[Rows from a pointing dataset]
————

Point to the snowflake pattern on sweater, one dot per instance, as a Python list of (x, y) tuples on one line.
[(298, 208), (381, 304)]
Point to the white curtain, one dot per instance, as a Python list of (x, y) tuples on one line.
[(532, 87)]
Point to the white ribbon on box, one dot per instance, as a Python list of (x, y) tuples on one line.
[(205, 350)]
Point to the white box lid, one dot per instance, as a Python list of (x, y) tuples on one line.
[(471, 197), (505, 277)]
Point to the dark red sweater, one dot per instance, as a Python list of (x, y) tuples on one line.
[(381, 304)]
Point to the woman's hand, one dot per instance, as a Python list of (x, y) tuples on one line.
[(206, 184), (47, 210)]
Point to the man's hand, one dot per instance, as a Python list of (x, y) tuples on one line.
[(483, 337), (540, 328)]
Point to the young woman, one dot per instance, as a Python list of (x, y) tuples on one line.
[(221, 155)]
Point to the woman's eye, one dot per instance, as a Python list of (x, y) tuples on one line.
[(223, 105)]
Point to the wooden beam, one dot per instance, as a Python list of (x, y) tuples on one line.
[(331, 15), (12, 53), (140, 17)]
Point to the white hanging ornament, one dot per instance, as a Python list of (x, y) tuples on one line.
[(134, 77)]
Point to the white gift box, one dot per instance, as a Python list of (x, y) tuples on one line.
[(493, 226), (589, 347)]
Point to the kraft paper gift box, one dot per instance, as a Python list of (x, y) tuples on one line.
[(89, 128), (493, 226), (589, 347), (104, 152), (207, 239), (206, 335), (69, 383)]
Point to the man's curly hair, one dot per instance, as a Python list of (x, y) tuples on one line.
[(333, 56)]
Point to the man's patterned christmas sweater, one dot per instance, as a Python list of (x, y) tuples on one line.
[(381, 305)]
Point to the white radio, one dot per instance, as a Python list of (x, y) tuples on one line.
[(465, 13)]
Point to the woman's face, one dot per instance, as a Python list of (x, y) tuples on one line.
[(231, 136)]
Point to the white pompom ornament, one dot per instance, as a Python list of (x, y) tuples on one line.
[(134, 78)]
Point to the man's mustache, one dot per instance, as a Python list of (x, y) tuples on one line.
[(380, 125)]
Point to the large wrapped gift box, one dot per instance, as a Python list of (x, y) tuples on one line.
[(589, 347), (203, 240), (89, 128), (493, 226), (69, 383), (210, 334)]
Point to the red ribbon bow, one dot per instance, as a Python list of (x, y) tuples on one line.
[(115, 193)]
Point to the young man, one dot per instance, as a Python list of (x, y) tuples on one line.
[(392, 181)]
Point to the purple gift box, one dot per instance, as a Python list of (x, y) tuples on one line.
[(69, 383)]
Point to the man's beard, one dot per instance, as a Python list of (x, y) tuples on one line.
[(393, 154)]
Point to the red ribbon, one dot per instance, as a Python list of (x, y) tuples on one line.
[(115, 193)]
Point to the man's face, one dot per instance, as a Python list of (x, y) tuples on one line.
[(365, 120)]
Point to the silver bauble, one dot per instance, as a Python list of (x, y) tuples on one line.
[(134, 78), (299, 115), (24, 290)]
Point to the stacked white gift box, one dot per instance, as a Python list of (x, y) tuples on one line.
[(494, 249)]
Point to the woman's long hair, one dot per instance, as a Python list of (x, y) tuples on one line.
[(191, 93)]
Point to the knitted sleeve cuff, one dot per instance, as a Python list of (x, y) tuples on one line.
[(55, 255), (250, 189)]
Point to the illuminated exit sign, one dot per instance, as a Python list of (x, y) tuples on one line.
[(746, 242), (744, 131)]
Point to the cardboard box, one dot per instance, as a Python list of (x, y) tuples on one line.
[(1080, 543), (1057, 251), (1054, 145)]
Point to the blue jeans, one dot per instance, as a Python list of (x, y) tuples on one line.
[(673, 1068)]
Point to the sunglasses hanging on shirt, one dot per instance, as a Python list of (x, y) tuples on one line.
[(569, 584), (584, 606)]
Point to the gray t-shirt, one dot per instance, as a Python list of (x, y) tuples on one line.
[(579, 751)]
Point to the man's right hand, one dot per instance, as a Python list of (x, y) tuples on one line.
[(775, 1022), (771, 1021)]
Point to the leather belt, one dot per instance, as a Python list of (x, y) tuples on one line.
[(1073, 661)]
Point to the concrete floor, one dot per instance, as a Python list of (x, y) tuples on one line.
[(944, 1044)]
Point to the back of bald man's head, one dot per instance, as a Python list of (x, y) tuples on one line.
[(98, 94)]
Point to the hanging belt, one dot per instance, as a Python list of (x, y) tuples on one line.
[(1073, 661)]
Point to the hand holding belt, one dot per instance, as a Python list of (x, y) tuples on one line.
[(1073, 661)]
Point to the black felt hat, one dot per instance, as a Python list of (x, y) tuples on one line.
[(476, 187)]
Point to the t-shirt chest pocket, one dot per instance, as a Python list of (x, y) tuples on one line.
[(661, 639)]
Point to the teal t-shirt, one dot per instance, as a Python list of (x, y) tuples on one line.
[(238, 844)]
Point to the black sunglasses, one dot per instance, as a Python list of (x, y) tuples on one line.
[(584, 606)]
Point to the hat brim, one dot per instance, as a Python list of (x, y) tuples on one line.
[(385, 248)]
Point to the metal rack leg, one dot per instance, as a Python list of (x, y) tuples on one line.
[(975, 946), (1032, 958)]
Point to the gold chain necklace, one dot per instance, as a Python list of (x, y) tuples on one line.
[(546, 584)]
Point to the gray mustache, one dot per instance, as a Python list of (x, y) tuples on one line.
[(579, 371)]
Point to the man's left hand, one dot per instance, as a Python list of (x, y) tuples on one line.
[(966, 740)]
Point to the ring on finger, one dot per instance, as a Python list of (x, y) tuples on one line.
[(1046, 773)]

————

PROBLEM TO SOLVE:
How do these lines read once "one dot per instance" is replaced with "one point per instance" in every one of them, with nothing else altered?

SOLUTION FOR THIS TASK:
Point to the snowflake pattern on sweater, one point per instance, as a Python list of (x, y) tuples on one line.
[(298, 208), (381, 304)]
Point to the white curtain, one point per instance, as a Python list of (x, y) tuples on one line.
[(532, 87)]
Point to the white ribbon on box, one point per instance, as a Python list of (x, y) tuples on one line.
[(205, 350)]
Point to the white box lid, one point per instance, as a Python list of (x, y) tuples on one line.
[(471, 197), (505, 277)]
Point to the dark red sweater, one point per instance, as a Python list of (x, y) tuples on one line.
[(381, 304)]
Point to the woman's hand, one point per instance, as a Python list of (x, y) tuples on one line.
[(206, 184), (47, 210)]
Point to the man's hand, one point per instance, as a Python list of (x, y) tuples on one line.
[(483, 337), (540, 328)]
Point to the young woman, one point per instance, as a Python list of (x, y) tuples on one line.
[(221, 155)]
Point to the woman's eye, one point per instance, as a Python list of (x, y) tuples on one line.
[(223, 105)]
Point to the wooden beam, one point per instance, as a Python list of (x, y) tuples on one line.
[(331, 15), (12, 53), (140, 17)]
Point to the white hanging ornament, one point per instance, as a Python list of (x, y) tuples on one line.
[(134, 77)]
Point to the white gift box, one point per instance, as a Python list of (x, y) tuples on one line.
[(493, 226), (589, 347)]
Point to the kraft paper gift box, one point per instance, as a Python list of (x, y) tuples on one line.
[(89, 128), (493, 226), (589, 347), (104, 152), (207, 239), (206, 335), (69, 383)]
Point to the man's curly hair, one point per instance, as a Python list of (x, y) tuples on one line.
[(333, 56)]
Point to the man's patterned christmas sweater, one point per instance, as a Python list of (x, y) tuples on one line.
[(381, 305)]
Point to the white radio, one point per instance, as a Python list of (x, y) tuples on one line.
[(465, 13)]
Point to the woman's face, one point per instance, as a Python list of (x, y) tuples on one line.
[(231, 136)]
Point to the white pompom ornament, one point per instance, as a Python list of (x, y) tuples on one line.
[(134, 78)]
Point to the man's mustache, one point per instance, as a Python list of (x, y) tuples on one line.
[(380, 125)]
Point to the large wrapped gift box, one point per instance, as a Python list of (x, y) tuples on one line.
[(589, 347), (203, 240), (89, 128), (493, 226), (69, 383), (210, 334)]
Point to the red ribbon bow, one point per instance, as a Python list of (x, y) tuples on one line.
[(115, 193)]
Point to the young man, one point per instance, as a Python list of (x, y) tuples on one line.
[(392, 181)]
Point to the purple gift box, one point per instance, as a Python list of (x, y) tuples on one line.
[(69, 383)]
Point to the man's beard, one point per instance, as a Python list of (x, y) tuples on one line.
[(393, 154)]
Point to the red ribbon, one point per instance, as a Python list of (x, y) tuples on one line.
[(115, 193)]
Point to the man's face, one point per instance, as a Python list of (x, y) tuples on one line.
[(365, 120)]
Point to the silver bauble, one point per instance, as a Python list of (x, y) tuples on one line.
[(134, 78), (299, 115), (24, 290)]
Point to the stacked white gift box, one point per instance, as a Python list of (x, y) tuples on one line.
[(494, 249)]
Point to the woman's long hair, one point per instance, as a Python list of (x, y) tuples on one line.
[(191, 93)]
Point to the knitted sleeve cuff, one point per instance, as a Python list of (x, y) tuples on one line.
[(55, 255), (250, 189)]
Point to the illuminated exit sign, one point per instance, as a Python list of (x, y) tuples on one line.
[(746, 242), (744, 131)]
Point to the cardboard box, one point per instance, as a Python list of (x, y) tuples on one line.
[(1080, 543), (1057, 251), (1054, 145)]
Point to the blue jeans, one point per instance, as a Python list of (x, y) tuples on one line.
[(673, 1068)]
Point to the sunglasses hanging on shirt, one point per instance, as a Python list of (x, y) tuples on one line.
[(569, 584), (584, 606)]
Point to the gray t-shirt, one point per instance, as a Python list of (x, y) tuples on one line.
[(579, 751)]
Point to the man's right hand, one point per instance, as a Python list of (x, y) tuples on one line.
[(775, 1022), (771, 1021)]
Point to the leather belt, one point per instance, as a Python list of (x, y) tuples on one line.
[(1073, 661)]
Point to the concrete floor, one point per instance, as a Python list of (x, y) tuples on one line.
[(944, 1044)]
Point to the back of bald man's head, one point per instance, as a Python list of (x, y) tuples on one line.
[(98, 94)]
Point to the hanging belt, one point per instance, as a Python list of (x, y) tuples on one line.
[(1073, 661)]
Point to the hand holding belt, one point per instance, as a Python list of (x, y) tuples on one line.
[(1073, 661)]
Point to the black felt hat, one point per instance, as a Python list of (x, y) tuples on one line.
[(476, 187)]
Point to the t-shirt chest pocket, one point per instance, as a Python list of (x, y) tuples on one line.
[(661, 639)]
Point to the teal t-shirt, one point per instance, as a Python list of (x, y) tuples on one line.
[(238, 844)]
Point to the black sunglasses, one point per instance, as a Python list of (x, y) tuples on one line.
[(584, 606)]
Point to the hat brim, one point per instance, as a Python list of (x, y) tuples on one line.
[(385, 248)]
Point to the metal rack leg, one point per instance, as a Python list of (x, y) tuples on one line.
[(975, 946), (1032, 958)]
Point to the gold chain necklace, one point per instance, as a Python list of (x, y) tuples on one line.
[(546, 584)]
Point to the gray mustache, one point per instance, as a Python list of (x, y) tuples on one line.
[(579, 371)]
Point to the man's left hand, one point per instance, as a Python list of (x, y) tuples on one line.
[(966, 740)]
Point to the ring on finger, one point per instance, as a Python list of (x, y) tuples on one line.
[(1046, 773)]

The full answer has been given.